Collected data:
════════════════════

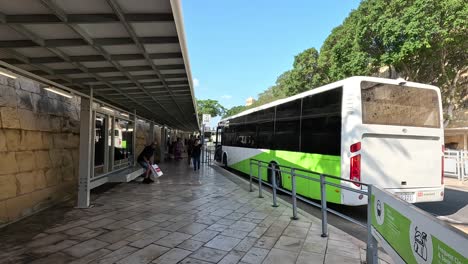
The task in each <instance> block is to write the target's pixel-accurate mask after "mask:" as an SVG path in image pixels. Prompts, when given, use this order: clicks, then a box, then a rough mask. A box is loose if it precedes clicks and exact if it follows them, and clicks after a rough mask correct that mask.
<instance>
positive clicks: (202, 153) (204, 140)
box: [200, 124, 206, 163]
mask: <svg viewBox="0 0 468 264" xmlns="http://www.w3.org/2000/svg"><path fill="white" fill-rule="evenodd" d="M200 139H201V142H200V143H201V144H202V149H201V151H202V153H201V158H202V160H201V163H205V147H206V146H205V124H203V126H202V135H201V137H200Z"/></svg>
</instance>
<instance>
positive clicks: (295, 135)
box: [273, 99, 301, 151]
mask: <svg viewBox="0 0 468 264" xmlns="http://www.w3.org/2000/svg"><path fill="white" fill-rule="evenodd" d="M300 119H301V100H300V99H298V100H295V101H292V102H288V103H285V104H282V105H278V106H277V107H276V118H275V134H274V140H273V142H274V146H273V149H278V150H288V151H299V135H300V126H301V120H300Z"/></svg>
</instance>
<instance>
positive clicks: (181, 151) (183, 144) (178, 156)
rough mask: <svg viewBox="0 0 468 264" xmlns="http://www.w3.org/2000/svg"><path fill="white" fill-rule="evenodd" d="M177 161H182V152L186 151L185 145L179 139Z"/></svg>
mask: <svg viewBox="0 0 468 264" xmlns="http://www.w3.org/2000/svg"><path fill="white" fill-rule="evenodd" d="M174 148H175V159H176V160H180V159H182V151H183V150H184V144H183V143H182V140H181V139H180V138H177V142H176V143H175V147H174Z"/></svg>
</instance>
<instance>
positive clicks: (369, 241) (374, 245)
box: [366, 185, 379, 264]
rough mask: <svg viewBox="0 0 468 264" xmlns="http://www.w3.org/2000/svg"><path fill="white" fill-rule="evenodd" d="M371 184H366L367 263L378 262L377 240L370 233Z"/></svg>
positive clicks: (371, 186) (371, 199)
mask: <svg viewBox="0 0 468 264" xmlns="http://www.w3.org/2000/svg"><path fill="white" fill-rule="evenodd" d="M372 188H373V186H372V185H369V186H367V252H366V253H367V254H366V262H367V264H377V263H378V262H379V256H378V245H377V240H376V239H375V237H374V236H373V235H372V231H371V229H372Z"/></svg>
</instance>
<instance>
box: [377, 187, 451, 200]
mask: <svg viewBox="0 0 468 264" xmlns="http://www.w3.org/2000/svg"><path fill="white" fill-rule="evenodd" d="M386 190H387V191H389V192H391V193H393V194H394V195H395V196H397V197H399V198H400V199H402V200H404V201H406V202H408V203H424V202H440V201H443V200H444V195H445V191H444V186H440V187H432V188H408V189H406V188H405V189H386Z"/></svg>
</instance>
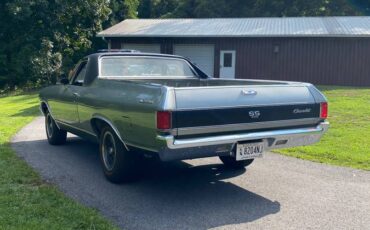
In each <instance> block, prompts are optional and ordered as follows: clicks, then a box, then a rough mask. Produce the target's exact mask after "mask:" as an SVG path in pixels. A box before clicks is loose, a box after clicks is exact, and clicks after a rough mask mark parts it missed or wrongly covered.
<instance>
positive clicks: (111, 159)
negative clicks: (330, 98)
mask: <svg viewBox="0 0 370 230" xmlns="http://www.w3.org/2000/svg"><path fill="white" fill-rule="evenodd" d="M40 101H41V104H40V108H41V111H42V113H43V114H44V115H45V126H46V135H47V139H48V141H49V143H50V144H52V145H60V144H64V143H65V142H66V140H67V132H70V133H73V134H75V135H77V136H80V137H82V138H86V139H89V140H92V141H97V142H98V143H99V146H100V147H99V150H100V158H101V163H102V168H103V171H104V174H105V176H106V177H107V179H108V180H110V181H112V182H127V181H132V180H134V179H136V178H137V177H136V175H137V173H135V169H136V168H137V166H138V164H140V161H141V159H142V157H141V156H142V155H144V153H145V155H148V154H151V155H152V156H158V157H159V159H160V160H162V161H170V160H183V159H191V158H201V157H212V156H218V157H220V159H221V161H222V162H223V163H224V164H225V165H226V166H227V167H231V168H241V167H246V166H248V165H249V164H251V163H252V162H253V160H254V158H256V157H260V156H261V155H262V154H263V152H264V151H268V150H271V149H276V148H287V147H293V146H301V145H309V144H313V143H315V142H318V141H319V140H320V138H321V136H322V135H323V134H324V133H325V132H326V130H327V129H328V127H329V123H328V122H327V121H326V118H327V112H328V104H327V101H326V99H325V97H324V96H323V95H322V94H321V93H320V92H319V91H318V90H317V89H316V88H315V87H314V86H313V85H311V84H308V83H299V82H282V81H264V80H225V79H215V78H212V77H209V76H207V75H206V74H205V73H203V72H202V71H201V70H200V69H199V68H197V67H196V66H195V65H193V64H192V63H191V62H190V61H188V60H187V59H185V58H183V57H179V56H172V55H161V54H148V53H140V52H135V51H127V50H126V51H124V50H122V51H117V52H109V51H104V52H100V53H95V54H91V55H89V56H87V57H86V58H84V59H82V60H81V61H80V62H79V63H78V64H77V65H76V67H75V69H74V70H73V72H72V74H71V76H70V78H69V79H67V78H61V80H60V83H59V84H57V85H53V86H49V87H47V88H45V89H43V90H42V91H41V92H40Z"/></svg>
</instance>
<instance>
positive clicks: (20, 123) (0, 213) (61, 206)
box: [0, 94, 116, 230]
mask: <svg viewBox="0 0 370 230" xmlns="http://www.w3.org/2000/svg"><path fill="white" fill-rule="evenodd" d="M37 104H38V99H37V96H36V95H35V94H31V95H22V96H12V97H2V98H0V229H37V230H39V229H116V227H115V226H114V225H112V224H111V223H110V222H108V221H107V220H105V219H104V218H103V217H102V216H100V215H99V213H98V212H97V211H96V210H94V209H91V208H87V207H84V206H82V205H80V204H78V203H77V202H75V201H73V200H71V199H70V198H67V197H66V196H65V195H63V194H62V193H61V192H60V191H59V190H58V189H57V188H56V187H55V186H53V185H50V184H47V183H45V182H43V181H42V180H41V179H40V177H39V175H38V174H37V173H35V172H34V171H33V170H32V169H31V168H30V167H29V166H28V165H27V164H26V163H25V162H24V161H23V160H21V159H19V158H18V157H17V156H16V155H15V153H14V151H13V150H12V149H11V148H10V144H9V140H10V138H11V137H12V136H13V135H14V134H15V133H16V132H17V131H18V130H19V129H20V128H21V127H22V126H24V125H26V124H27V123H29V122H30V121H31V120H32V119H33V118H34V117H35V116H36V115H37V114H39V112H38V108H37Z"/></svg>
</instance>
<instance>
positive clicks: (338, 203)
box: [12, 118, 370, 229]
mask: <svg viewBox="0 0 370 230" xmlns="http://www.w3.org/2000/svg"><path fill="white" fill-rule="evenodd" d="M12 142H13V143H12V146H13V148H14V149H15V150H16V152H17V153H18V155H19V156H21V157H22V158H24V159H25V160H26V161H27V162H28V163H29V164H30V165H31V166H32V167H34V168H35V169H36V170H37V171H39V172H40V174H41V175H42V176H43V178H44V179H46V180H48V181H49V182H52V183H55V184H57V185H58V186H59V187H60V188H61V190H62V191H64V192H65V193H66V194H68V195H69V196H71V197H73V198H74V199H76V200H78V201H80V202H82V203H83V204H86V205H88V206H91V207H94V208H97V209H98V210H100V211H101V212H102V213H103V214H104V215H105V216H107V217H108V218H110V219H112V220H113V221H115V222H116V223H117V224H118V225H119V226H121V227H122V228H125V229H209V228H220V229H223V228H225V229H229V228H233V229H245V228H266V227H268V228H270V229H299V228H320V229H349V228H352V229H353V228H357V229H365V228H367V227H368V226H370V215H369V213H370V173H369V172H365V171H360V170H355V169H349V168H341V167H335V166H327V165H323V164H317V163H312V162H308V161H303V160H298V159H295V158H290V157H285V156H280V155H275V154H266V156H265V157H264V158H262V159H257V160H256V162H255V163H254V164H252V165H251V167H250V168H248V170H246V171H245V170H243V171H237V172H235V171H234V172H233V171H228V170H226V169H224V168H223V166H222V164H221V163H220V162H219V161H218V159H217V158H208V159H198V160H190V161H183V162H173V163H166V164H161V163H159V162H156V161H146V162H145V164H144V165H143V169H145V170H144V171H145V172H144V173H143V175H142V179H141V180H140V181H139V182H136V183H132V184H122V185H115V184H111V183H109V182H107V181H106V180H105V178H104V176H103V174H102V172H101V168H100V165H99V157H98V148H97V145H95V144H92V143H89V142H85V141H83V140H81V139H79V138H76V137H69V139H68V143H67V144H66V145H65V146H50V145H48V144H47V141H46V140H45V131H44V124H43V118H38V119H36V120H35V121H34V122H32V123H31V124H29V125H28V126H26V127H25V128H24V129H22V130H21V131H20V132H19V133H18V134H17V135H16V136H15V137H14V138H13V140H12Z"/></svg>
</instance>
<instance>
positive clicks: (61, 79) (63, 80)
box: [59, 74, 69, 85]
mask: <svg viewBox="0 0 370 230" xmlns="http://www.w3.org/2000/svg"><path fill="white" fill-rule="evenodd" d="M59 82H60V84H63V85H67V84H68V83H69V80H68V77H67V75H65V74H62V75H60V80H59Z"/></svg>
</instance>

════════════════════

## TASK
Look above and copy only the lines from the one holding "184H366L367 263L378 262L377" to the one holding "positive clicks: (111, 159)", both included, exactly, minus the pictures.

## WORKED SOLUTION
rough mask: <svg viewBox="0 0 468 264" xmlns="http://www.w3.org/2000/svg"><path fill="white" fill-rule="evenodd" d="M371 184H366L367 263L378 262L377 240L370 233Z"/></svg>
positive clicks: (371, 186) (371, 199)
mask: <svg viewBox="0 0 468 264" xmlns="http://www.w3.org/2000/svg"><path fill="white" fill-rule="evenodd" d="M372 188H373V186H372V185H369V186H367V252H366V253H367V254H366V262H367V264H377V263H378V262H379V256H378V245H377V240H376V239H375V237H374V236H373V235H372V231H371V229H372Z"/></svg>
</instance>
<instance>
box: [377, 187, 451, 200]
mask: <svg viewBox="0 0 468 264" xmlns="http://www.w3.org/2000/svg"><path fill="white" fill-rule="evenodd" d="M386 190H387V191H389V192H391V193H393V194H394V195H395V196H397V197H399V198H400V199H402V200H404V201H406V202H408V203H424V202H440V201H443V200H444V195H445V191H444V186H440V187H432V188H408V189H406V188H405V189H386Z"/></svg>
</instance>
In each <instance> block, prompts are optional and ordered as follows: clicks, then a box, then a rough mask. Produce the target's exact mask after "mask:" as an SVG path in pixels. A box before clicks is loose, a box after clicks is exact, and clicks after a rough mask mark parts it missed or wrongly covered.
<instance>
positive clicks: (111, 159)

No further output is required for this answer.